Every line of the data must be copied exactly.

=== Records for the exercise ===

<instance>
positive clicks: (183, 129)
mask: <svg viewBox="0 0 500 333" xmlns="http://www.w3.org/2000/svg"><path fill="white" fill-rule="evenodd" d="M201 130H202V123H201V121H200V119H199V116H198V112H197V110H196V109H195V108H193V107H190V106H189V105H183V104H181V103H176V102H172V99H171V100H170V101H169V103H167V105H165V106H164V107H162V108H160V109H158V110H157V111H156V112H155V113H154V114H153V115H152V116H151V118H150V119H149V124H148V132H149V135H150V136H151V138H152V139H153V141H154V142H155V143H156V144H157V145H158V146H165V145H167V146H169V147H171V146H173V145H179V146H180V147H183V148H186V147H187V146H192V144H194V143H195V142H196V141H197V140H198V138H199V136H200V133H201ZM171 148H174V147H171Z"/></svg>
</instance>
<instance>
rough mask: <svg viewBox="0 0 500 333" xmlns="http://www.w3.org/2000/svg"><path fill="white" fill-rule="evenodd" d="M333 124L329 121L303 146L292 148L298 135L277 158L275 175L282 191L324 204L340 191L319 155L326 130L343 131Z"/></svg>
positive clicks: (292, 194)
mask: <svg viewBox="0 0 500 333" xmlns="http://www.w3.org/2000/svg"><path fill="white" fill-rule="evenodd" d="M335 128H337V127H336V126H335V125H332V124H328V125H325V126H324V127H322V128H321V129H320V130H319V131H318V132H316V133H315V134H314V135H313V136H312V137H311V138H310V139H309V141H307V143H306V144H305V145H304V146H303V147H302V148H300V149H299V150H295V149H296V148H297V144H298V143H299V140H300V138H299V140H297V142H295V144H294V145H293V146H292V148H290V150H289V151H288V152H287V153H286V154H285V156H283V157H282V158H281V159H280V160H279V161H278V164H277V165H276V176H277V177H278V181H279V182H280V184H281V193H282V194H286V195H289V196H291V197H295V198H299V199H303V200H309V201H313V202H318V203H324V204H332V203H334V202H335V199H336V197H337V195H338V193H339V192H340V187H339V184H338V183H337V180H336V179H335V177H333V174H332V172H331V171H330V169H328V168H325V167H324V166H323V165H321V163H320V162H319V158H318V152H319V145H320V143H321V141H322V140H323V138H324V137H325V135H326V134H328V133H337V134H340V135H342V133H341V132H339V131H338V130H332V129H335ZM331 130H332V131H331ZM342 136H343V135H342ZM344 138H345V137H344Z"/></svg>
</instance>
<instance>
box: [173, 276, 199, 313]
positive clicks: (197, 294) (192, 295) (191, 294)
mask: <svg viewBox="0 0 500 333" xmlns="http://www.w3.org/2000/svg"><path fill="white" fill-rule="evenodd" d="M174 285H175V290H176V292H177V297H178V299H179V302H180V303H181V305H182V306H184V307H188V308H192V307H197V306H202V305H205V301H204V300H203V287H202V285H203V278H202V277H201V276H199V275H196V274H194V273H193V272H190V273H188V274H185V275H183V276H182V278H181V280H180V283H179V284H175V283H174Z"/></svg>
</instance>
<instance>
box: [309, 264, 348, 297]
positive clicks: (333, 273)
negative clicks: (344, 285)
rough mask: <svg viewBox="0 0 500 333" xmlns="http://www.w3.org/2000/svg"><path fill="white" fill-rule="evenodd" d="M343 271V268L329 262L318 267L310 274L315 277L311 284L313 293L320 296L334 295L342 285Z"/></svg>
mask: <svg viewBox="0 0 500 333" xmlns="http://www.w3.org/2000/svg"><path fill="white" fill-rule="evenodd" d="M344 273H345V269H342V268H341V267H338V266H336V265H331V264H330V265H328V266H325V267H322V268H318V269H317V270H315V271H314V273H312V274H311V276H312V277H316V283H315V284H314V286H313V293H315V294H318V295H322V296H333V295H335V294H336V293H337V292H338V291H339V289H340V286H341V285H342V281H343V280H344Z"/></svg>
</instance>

===

*Problem solution:*
<instance>
positive clicks: (183, 129)
mask: <svg viewBox="0 0 500 333" xmlns="http://www.w3.org/2000/svg"><path fill="white" fill-rule="evenodd" d="M201 130H202V123H201V121H200V119H199V116H198V112H197V110H196V109H195V108H193V107H190V106H189V105H183V104H181V103H176V102H172V99H171V100H170V101H169V103H167V105H165V106H164V107H162V108H160V109H158V110H157V111H156V112H155V113H154V114H153V115H152V116H151V118H150V119H149V124H148V132H149V135H150V136H151V138H152V139H153V141H154V142H155V143H156V144H157V145H158V146H165V145H167V146H169V147H171V146H173V145H179V146H180V147H183V148H186V147H187V146H192V144H194V143H195V142H196V141H197V140H198V138H199V136H200V133H201ZM171 148H174V147H171Z"/></svg>
</instance>
<instance>
rough mask: <svg viewBox="0 0 500 333" xmlns="http://www.w3.org/2000/svg"><path fill="white" fill-rule="evenodd" d="M333 124L329 121L303 146L292 148L298 135L277 158L275 175L282 191L324 204L340 191L319 155L326 130L343 131Z"/></svg>
positive clicks: (292, 194)
mask: <svg viewBox="0 0 500 333" xmlns="http://www.w3.org/2000/svg"><path fill="white" fill-rule="evenodd" d="M335 128H337V127H336V126H335V125H332V124H328V125H325V126H324V127H322V128H321V129H320V130H319V131H318V132H316V133H315V134H314V135H313V136H312V137H311V138H310V139H309V141H307V143H306V144H305V145H304V146H303V147H302V148H300V149H299V150H295V149H296V148H297V144H298V143H299V140H300V138H299V140H297V142H295V144H294V145H293V146H292V148H290V150H289V151H288V152H287V153H286V154H285V156H283V157H282V158H281V159H280V160H279V161H278V164H277V165H276V176H277V177H278V181H279V182H280V184H281V193H282V194H286V195H289V196H291V197H295V198H299V199H303V200H309V201H313V202H318V203H324V204H332V203H334V202H335V199H336V197H337V195H338V193H339V192H340V187H339V184H338V183H337V180H336V179H335V177H333V174H332V172H331V171H330V169H328V168H325V167H324V166H323V165H321V163H320V162H319V158H318V152H319V145H320V143H321V141H322V140H323V138H324V137H325V135H326V134H328V133H337V134H340V135H342V133H341V132H339V131H338V130H332V129H335ZM331 130H332V131H331ZM342 136H343V135H342ZM344 138H345V137H344Z"/></svg>
</instance>
<instance>
box: [173, 276, 199, 313]
positive clicks: (197, 294) (192, 295) (191, 294)
mask: <svg viewBox="0 0 500 333" xmlns="http://www.w3.org/2000/svg"><path fill="white" fill-rule="evenodd" d="M174 285H175V290H176V292H177V297H178V299H179V302H180V303H181V305H182V306H184V307H188V308H192V307H197V306H202V305H205V301H204V300H203V287H202V285H203V278H202V277H201V276H199V275H196V274H194V273H193V272H190V273H188V274H185V275H183V276H182V278H181V280H180V283H179V284H175V283H174Z"/></svg>
</instance>
<instance>
box: [309, 264, 348, 297]
positive clicks: (333, 273)
negative clicks: (344, 285)
rough mask: <svg viewBox="0 0 500 333" xmlns="http://www.w3.org/2000/svg"><path fill="white" fill-rule="evenodd" d="M343 271V268L329 262L318 267L310 274L315 277L311 284L313 293L320 296L334 295L342 285Z"/></svg>
mask: <svg viewBox="0 0 500 333" xmlns="http://www.w3.org/2000/svg"><path fill="white" fill-rule="evenodd" d="M344 273H345V269H342V268H341V267H338V266H336V265H331V264H330V265H328V266H325V267H322V268H318V269H317V270H315V271H314V273H312V274H311V276H312V277H316V283H315V284H314V286H313V293H315V294H318V295H322V296H333V295H335V294H336V293H337V292H338V291H339V289H340V286H341V285H342V281H343V280H344Z"/></svg>
</instance>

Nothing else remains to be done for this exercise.